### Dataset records
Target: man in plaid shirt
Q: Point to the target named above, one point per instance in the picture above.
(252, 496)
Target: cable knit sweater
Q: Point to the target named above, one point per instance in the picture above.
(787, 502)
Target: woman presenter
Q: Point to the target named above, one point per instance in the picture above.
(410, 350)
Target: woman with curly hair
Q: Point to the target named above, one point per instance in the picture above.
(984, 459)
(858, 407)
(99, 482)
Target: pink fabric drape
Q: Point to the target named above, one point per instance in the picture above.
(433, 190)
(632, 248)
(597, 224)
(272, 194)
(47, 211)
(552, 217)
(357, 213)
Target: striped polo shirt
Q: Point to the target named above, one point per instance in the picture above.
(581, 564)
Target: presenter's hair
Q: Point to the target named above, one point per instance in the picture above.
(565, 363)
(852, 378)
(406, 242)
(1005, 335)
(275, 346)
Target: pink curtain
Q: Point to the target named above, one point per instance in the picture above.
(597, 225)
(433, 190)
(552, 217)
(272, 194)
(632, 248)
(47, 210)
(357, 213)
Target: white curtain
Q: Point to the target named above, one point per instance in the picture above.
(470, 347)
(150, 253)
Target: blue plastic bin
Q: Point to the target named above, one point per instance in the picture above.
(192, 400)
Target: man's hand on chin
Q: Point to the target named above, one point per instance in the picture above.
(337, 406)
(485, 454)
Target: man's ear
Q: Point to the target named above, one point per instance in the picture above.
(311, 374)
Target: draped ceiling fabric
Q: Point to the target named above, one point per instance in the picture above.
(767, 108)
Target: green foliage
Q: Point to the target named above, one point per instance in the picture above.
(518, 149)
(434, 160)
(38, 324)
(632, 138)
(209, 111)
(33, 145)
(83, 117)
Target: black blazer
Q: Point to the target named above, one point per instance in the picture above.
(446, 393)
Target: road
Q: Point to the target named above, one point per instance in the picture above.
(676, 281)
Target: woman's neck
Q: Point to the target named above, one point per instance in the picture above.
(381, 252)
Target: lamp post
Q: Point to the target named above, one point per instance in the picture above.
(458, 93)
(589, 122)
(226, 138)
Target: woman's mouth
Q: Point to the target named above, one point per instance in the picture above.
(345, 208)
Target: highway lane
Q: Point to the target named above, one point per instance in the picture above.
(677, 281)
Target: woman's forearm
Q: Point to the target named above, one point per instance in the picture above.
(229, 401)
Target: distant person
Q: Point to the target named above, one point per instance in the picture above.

### GOAL OF THE EXERCISE
Retype the data in full, and keep every line identical to the original.

### PROBLEM SOLUTION
Target: man in plaid shirt
Q: Point to the target named above, one point per instance in the picture above.
(252, 496)
Target: cable knit sweater
Q: Point to the target named above, one point per instance in the picture above.
(787, 502)
Target: woman presenter
Q: Point to the target named above, one point per instance in the picture above.
(410, 350)
Target: woman with curly hair
Q: Point to the target named above, one point per instance in the picture above.
(984, 459)
(858, 407)
(99, 482)
Target: pink fabric drape
Q: Point to the target named above, one point per instance in the picture above.
(433, 190)
(632, 248)
(597, 224)
(272, 194)
(47, 211)
(552, 217)
(357, 213)
Target: striped polo shirt
Q: Point to the target named above, one point per instance in the picture above.
(581, 564)
Target: presenter's hair
Q: Point to the target named above, one point per instance in the picture above.
(565, 363)
(852, 378)
(406, 242)
(1005, 335)
(275, 346)
Target: pink curtain
Q: Point to the target named above, one point per instance in the picture above.
(597, 225)
(433, 190)
(552, 217)
(272, 194)
(632, 248)
(47, 210)
(357, 213)
Target: white curtain
Q: Point to the target named above, one point per instance in the picture above.
(470, 347)
(150, 253)
Target: blue plastic bin
Q: Point to the target named above, one point per instance in the picture above.
(192, 400)
Target: man's hand on chin
Q: Point to the target named above, one point per instance in the picture above.
(337, 406)
(485, 454)
Target: man's ear
Q: Point to the target named above, one point per instance in the picture above.
(311, 374)
Target: draped ceiling fabric
Q: Point to the target named above, one point per instance in the picture above.
(767, 108)
Target: green foliage
Q: Point to the target named above, one point per instance in the picture above.
(518, 149)
(434, 160)
(38, 324)
(632, 138)
(209, 111)
(33, 145)
(83, 117)
Target: black blazer
Q: Point to the target named above, one point per instance in the picture above.
(446, 393)
Target: road
Q: Point to the target named above, one point per instance in the picture above.
(676, 281)
Target: woman's neck
Q: Point to the target named above, one point per instance in the picture above.
(381, 252)
Target: lamp post
Q: Point to the target named above, one point per instance in the picture above.
(458, 93)
(589, 122)
(226, 138)
Target: woman's mouth
Q: Point to the target named above, one point per instance in the picture above.
(345, 208)
Target: highway lane
Q: Point to the target named above, one point per instance in the picture above.
(677, 281)
Target: woman's forearm
Q: Point to the target named above, one point per instance in the picture above.
(229, 401)
Target: distant person
Q: Point to the target named above, one point per instance in the picture above.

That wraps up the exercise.